_EXERCISE DIRECTIONS_
Your reply should be the whole listing, copied exactly, with the pictures left out.

_MATERIAL FOR THE TASK_

╔══

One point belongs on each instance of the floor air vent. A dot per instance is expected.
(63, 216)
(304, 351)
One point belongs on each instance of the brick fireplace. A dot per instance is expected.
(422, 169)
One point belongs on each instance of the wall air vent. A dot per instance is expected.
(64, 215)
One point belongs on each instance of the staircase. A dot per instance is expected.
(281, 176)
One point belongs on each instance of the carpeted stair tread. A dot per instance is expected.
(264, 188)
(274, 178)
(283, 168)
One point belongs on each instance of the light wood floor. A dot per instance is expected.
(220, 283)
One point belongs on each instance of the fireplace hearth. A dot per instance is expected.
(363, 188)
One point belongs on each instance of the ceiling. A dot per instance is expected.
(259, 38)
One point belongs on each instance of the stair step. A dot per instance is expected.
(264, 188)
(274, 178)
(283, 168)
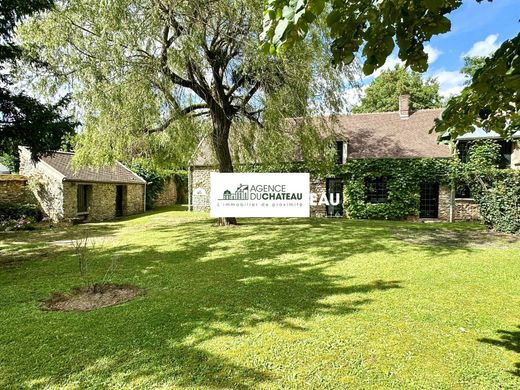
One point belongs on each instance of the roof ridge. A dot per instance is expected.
(389, 112)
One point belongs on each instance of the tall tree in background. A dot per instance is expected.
(23, 119)
(492, 100)
(145, 73)
(383, 94)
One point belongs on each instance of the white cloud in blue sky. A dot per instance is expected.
(484, 48)
(433, 53)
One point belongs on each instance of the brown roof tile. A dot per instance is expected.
(375, 135)
(385, 135)
(61, 162)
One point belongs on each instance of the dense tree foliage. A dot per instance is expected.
(374, 27)
(23, 119)
(491, 101)
(383, 93)
(154, 77)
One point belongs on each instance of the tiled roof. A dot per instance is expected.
(61, 162)
(385, 135)
(376, 135)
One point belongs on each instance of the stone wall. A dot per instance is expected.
(168, 196)
(14, 189)
(134, 199)
(466, 210)
(444, 202)
(201, 188)
(45, 184)
(463, 209)
(318, 187)
(515, 157)
(102, 200)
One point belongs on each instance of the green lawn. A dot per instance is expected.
(314, 303)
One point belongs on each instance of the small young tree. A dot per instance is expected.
(146, 71)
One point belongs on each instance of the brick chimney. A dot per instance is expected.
(404, 106)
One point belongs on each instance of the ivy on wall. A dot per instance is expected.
(404, 177)
(497, 191)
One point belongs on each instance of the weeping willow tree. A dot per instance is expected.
(151, 77)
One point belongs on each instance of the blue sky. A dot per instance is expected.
(477, 29)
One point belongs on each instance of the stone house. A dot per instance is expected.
(86, 194)
(390, 135)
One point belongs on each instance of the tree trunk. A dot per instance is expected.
(221, 126)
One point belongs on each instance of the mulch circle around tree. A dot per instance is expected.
(92, 297)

╚══

_WORKED SOLUTION_
One point belongs on each instance of the floor air vent. A dot per instance is expected.
(63, 216)
(304, 351)
One point belongs on each instance of the brick fireplace. A dot per instance is expected.
(422, 169)
One point belongs on each instance of the wall air vent. A dot per instance is expected.
(64, 215)
One point belongs on each instance of the staircase. A dot per instance is expected.
(281, 176)
One point belongs on each instance of the carpeted stair tread. A dot per instance is expected.
(264, 188)
(274, 178)
(283, 168)
One point belongs on each instance of the light wood floor. A dot per instance is expected.
(220, 283)
One point belongs on each instance of the fireplace hearth. A dot per instance is expected.
(363, 188)
One point belongs on each instance of the ceiling. A dot per instance is expected.
(259, 38)
One point belongs on each instance of the stair step. A dot per instance is expected.
(264, 188)
(274, 178)
(283, 168)
One point belongs on each instance of the roof ridge. A dot per instance is expected.
(389, 112)
One point belongs on each instance of the tall tree in background. A dot per instance is expected.
(23, 119)
(492, 100)
(145, 73)
(383, 94)
One point belongs on each instance of the white cloud in blue sky. A dot per instance is expected.
(484, 48)
(433, 53)
One point belongs on each instance of the brown roof tile. A dot per instance is expected.
(375, 135)
(385, 135)
(61, 162)
One point belongs on each instance of the dense tree foliage. A dot per instance is expected.
(374, 27)
(23, 119)
(491, 101)
(383, 93)
(154, 77)
One point belongs on each instance of the tiled roof. A dot per instance is expected.
(61, 162)
(385, 135)
(376, 135)
One point belongs on each instance of the stone wall. A dot per instance is expected.
(168, 196)
(14, 189)
(134, 199)
(466, 210)
(444, 202)
(201, 188)
(45, 184)
(463, 209)
(318, 187)
(515, 157)
(102, 200)
One point belongs on each instance of the green lawn. A dot per instance is expected.
(314, 303)
One point belongs on each instance of the small young tree. A dot per instance is expected.
(146, 71)
One point belongs on each instance of the brick chimney. A dot per instance is expected.
(404, 106)
One point belongs on each instance of the ivy on wall. A dot per instance is expected.
(404, 177)
(497, 191)
One point belongs on each instance of the weeping willow tree. A dot per instance is expected.
(151, 77)
One point belongs on each instance of the blue sky. A dot per instance is expected.
(477, 29)
One point belongs on each instance of the stone house. A dot per instance is expected.
(86, 194)
(390, 135)
One point belongs on each instance of the tree trunk. A dot per instance is expected.
(221, 126)
One point belongs on each instance of the mulch circle around tree. A dot per instance is expected.
(92, 297)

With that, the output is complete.